» WORK REQUIRED
One figure is the expected answer: how many lines in the listing contain "below".

» MATERIAL TO PROCESS
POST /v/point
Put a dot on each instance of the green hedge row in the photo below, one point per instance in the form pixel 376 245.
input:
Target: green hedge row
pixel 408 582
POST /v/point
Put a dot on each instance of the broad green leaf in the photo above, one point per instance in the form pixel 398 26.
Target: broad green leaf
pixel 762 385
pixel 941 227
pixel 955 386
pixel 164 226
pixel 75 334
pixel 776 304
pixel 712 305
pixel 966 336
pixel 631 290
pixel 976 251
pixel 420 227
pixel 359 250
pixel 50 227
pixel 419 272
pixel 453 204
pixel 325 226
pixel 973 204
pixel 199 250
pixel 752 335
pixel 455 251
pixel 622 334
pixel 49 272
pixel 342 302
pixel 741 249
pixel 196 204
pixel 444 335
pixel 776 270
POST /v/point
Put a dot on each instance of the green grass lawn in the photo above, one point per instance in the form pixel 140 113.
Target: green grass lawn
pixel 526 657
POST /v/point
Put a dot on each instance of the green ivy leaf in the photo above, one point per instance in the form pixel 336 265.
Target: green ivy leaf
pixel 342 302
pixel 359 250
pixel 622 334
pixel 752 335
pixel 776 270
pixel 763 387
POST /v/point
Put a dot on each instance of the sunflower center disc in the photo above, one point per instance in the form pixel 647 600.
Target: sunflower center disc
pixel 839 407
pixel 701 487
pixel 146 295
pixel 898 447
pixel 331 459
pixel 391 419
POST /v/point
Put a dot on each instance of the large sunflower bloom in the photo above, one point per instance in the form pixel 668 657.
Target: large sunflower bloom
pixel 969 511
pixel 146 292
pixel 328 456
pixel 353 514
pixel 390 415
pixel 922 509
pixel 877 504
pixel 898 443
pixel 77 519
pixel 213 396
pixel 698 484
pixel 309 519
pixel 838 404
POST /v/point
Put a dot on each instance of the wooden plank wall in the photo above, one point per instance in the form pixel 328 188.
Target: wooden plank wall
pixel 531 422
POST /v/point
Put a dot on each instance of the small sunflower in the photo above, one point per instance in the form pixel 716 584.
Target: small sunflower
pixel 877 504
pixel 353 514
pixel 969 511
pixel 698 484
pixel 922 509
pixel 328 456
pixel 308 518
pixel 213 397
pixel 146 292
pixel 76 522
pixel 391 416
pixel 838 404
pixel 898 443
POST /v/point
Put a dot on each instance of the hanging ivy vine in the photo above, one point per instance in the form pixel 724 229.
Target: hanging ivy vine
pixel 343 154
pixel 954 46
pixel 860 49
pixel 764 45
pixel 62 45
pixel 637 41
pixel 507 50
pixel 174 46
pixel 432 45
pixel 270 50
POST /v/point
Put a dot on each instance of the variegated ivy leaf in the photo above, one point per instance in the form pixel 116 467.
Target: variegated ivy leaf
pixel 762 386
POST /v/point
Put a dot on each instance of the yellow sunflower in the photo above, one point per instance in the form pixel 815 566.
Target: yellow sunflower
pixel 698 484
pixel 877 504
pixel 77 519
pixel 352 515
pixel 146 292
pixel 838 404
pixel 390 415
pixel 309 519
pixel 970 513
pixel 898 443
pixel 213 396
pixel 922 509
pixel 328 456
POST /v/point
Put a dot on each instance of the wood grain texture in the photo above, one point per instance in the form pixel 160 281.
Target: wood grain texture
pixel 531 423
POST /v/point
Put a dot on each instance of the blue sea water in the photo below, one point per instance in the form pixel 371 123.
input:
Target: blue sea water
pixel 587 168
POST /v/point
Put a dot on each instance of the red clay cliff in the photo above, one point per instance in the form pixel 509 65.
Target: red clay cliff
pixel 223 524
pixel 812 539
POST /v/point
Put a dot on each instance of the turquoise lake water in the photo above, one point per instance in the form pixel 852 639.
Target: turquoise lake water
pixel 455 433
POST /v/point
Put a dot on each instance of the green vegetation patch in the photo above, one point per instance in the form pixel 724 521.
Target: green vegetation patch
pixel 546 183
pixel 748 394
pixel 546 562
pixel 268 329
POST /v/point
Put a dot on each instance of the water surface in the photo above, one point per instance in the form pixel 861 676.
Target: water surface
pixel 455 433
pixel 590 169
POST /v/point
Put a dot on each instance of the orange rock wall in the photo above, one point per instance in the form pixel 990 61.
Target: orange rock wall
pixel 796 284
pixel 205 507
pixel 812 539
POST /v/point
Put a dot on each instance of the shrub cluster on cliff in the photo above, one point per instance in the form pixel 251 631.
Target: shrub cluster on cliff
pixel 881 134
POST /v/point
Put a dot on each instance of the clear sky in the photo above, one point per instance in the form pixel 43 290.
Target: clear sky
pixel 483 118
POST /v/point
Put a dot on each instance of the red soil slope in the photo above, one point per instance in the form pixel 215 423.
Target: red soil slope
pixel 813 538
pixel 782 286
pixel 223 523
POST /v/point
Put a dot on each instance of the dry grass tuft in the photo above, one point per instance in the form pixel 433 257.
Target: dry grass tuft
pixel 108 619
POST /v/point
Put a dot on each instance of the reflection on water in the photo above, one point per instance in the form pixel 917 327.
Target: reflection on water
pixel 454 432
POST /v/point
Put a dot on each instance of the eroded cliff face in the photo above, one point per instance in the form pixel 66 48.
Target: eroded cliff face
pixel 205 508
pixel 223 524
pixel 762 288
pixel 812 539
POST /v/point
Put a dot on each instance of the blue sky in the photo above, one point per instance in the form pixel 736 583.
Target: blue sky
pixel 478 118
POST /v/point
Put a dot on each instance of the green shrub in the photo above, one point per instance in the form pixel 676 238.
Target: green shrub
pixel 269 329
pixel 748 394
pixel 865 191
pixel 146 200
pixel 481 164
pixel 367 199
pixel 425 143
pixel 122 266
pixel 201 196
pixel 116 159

» SOLUTION FOR THIS PROBLEM
2